## Aufgabenstellung
Führen Sie das Interview über Feinstaub aus Reifen- und Bremsenabrieb im Anschluss an seinen letzten Satz weiter.

## Zitierter Text
......

Text von Heike Fischer
21.07.2023
Nachhaltigkeit

Reifen und Bremsen von PKWs erzeugen ultrafeine Partikel, die gesundheitsschädlich sind. Projektleiter Franz Philipps hat mit seinem Team am DLR-Institut für Fahrzeugkonzepte ein Auto entwickelt, das einen Großteil dieser Emissionen vermeidet.

Herr Philipps, wenn es um umweltfreundliche Mobilität geht, reden alle von CO2, aber nur wenige von Feinstaub und Mikroplastik. Wie sind Sie auf die Idee gekommen, sich den gesundheitsschädlichen Partikeln aus dem Reifen- und Bremsenabrieb zu widmen? 

Im Februar 2019 gab es in Stuttgart an 21 von 28 Tagen Feinstaubalarm. Deshalb war es naheliegend, sich um diese Problematik zu kümmern. Die Weltgesundheitsorganisation WHO benennt die Luftverschmutzung als größte gesundheitliche Bedrohung: 99 Prozent der Menschen weltweit atmen schadstoffbelastete Luft ein. Nicht nur CO2, Ozon und Stickoxide, sondern auch Mikroplastik und Feinstaub gehören zu den Verursachern der Luftverschmutzung. Insbesondere ultrafeiner Staub aus dem Bremsabrieb von Fahrzeugen hat großes toxisches Potenzial und kann lebensverkürzend sein.

Sind Fahrzeuge mit Elektromotor eine Lösung?

Elektroantriebe allein lösen das Problem der durch Verkehr verursachten Umweltbelastung nicht, weil diese Autos mit konventionellen Reifen und Bremsen ausgestattet sind. Darüber hinaus haben wir eine Zunahme an Emissionen im Verkehr, weil wir immer mehr Kilometer fahren, die Automobile immer schwerer werden und immer höher motorisiert sind. Wog ein VW-Golf der ersten Generation noch 750 bis 800 Kilogramm je nach Ausstattung und hatte 50 PS, wiegt das aktuelle Modell rund 1.600 Kilogramm und hat rund 100 PS. Dieser Trend wird sich nicht umkehren und die Industrie bewegt sich erst, wenn der Gesetzgeber dies verlangt.

......

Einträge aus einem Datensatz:
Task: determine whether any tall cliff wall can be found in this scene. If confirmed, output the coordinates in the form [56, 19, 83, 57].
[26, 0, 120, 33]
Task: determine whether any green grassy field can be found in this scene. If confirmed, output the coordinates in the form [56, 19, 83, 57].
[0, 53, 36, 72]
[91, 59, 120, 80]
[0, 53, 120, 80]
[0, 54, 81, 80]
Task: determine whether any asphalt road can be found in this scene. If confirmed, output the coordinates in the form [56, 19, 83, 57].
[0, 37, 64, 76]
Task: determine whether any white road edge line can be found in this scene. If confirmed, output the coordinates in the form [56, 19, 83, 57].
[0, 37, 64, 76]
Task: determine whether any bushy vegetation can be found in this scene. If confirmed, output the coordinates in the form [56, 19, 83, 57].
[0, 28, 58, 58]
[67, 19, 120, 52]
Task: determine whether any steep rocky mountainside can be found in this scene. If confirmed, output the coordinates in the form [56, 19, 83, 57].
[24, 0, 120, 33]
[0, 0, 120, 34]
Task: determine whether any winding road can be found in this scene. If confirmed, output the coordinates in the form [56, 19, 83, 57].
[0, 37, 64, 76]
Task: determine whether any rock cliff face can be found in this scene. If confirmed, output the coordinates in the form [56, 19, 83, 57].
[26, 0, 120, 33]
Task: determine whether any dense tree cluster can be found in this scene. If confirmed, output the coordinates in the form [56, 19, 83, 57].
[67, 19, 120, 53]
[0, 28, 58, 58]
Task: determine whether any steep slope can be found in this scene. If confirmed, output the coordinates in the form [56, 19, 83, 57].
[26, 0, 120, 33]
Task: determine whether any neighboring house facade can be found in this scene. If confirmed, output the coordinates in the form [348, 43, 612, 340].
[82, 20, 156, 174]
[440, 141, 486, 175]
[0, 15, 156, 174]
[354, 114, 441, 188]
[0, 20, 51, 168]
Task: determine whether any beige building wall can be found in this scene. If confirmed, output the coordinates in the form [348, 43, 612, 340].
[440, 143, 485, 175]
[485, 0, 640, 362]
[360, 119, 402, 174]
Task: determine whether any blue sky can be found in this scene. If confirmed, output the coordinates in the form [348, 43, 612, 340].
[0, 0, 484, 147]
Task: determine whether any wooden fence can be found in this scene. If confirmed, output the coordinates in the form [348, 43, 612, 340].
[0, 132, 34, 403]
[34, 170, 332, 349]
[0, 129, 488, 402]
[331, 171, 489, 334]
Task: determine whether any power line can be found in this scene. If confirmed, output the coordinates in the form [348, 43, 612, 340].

......

## Lösung der Aufgabe
Je schwerer und je schneller die Fahrzeuge, desto höher sind die Emissionen aus dem Bremsen- und Reifenabrieb?

Richtig. Deshalb ist es nur eine logische Konsequenz, an diesen Komponenten zu arbeiten und Technologien für die bevorstehenden gesetzlichen Vorgaben zu entwickeln. In der Europäischen Union sollen im Jahr 2030 die Grenzwerte für Feinstaub herabgesetzt werden. So wird der Grenzwert für Feinstaub mit einem Durchmesser von weniger als zehn Mikrometer halbiert. Das heißt der Wert wird von 40 auf 20 Mikrogramm Feinstaub pro Kubikmeter Luft herabgesetzt und der für Feinstaub mit einem Durchmesser von weniger als 2,5 Mikrometer, der beim Atmen bis in die Lunge gelangen kann, von 25 auf zehn Mikrogramm Feinstaub pro Kubikmeter Luft. Und ab 2050 soll eine Null-Verschmutzung gelten. Mit der für 2025 geplanten Euro-7-Abgasnorm wird es erstmals auch Regularien für Emissionen von Bremsen geben. Entsprechende Vorschriften für Reifen werden folgen.

Die Emissionen von Reifen und Bremsen werden künftig also ein wichtiges Thema für die Automobilindustrie sein.

Ja, deshalb konzentrieren wir uns mit unserem ZEDU-1 auf diese Aspekte. Dafür hat unser achtköpfiges Team aus Ingenieuren und Wissenschaftlern am Deutschen Zentrum für Luft- und Raumfahrt Ideen erarbeitet, die das baden-württembergische Wirtschaftsministerium als wegweisend bewertete und mit sechs Millionen Euro Fördergelder unterstützt.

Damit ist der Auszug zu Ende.